**FONTE**

Dopo essere andato in quel di Carpaneto stamane, avrebbe dovuto esserci un raduno di 500, che però pare esserci oggi pomeriggio, e aver incontrato un po' di parenti, compreso parenti dei quali non mi ricordavo assolutamente ma che mi ha fatto molto piacere vedere, ho deciso che nel pomeriggio avrei inforcato la bicicletta e sarei andato a Pietranera.
Per chi non è pratico di queste zone farò un riassunto brevissimo: Salso, il mio paesello, è adagiato in una conca, abbracciato dalle colline e le sue frazioni si sparpagliano sui bricchi e sulle strade di fondo valle. Pietranera è un ofiolite, di una certa importanza, che si trova là ove il comune di Salso confina con Pellegrino Parmense, Pietranera è nel comune di Pellegrino, e ci si arriva da un paese chiamato Grotta dal quale si inerpica una stradina che, lasciandosi alla destra la torre degli Aioni, un mastio diruto, arriva a Pietranera e prosegue sino a congiungersi con la statale che collega il mio paese con Bardi; questa è la strada meno in salita per arrivarci.
Per arrivare a Grotta bisogna però percorrere cinque chilometri, circa, in costante salita; anzi, ogni tanto la salita si entusiasma e aumenta la pendenza.
Così sono partito pieno di baldanza ma, più o meno all'altezza della Trattoria Predosa, dove per altro si mangia bene, ho capito che se avevo intenzione di continuare a vivere dovevo ridimensionare il mio obiettivo; mi sono accontentato di arrivare a Pontegrosso, all'incrocio con la strada che, inerpicandosi allegramente su una collina, conduce all'abitato di Grotta.

**RECORD FORNITI**
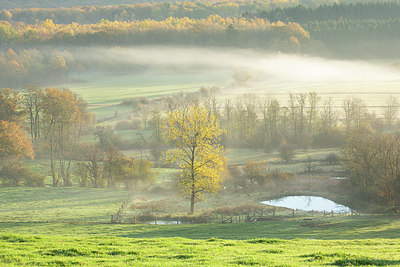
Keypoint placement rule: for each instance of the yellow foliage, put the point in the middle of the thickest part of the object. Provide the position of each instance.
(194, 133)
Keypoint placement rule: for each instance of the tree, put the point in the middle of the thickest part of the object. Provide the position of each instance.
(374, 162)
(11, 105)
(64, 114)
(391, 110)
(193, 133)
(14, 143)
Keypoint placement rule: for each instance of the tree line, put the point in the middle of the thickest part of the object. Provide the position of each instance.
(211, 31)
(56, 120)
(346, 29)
---
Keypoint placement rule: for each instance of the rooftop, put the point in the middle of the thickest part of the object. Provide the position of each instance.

**DA RISOLVERE**
a – Rispondi a queste domande sul racconto della pedalata verso Pietranera:
(i) In quale comune si trova Pietranera?
(ii) Quanti chilometri di salita servono, più o meno, per arrivare a Grotta?
(iii) Qual è il punto più lontano raggiunto in bicicletta da chi scrive?
b – Prosegui il racconto della pedalata verso Pietranera partendo dall'ultima frase.
I record arrivano da un'altra fonte.

**RISPOSTE**
a –
(i) Nel comune di Pellegrino Parmense.
(ii) Circa cinque chilometri.
(iii) Pontegrosso, all'incrocio con la strada che porta all'abitato di Grotta.

b –
il Monte Kanate coronato di antenne. Si è sempre chiamato Kanate con la "k" sin dai tempi nei quali la "k" era una lettera esotica per nomi foresti e per materiali da fumetto
il greto del torrente Ghiara che, bello arzillo, prosegue verso Salsomaggiore dove riceverà il Citronia; qui è in località Contignaco
il baldo torrente Ghiara dal ponte di Pontegrosso, fotografato durante una indispensabile pausa ossigeno; mi sono sentito un po' carretta
il tarassaco che, nel dialetto locale, vengono affettuosamente chiamati "pitaciò"; credo che abbiano anche un altro nome colloquiale ma non è particolarmente lusinghiero e quindi lo ometterò
un bellissimo pino marittimo in località Pontegrosso; si trova davanti a quella che, una volta, era la trattoria di Pontegrosso
tra questi due colli sorgeva il castello della Gallinella. Agli inizi del XIX° secolo della fortezza resisteva solo il mastio che era attorniato da alcune abitazioni edificategli intorno. L'amministrazione comunale dell'epoca pensò bene di concedere una licenza di scavo per una cava di pietra e in pochi anni questa causò la rovina del castello e delle case attorno che rovinarono al suolo.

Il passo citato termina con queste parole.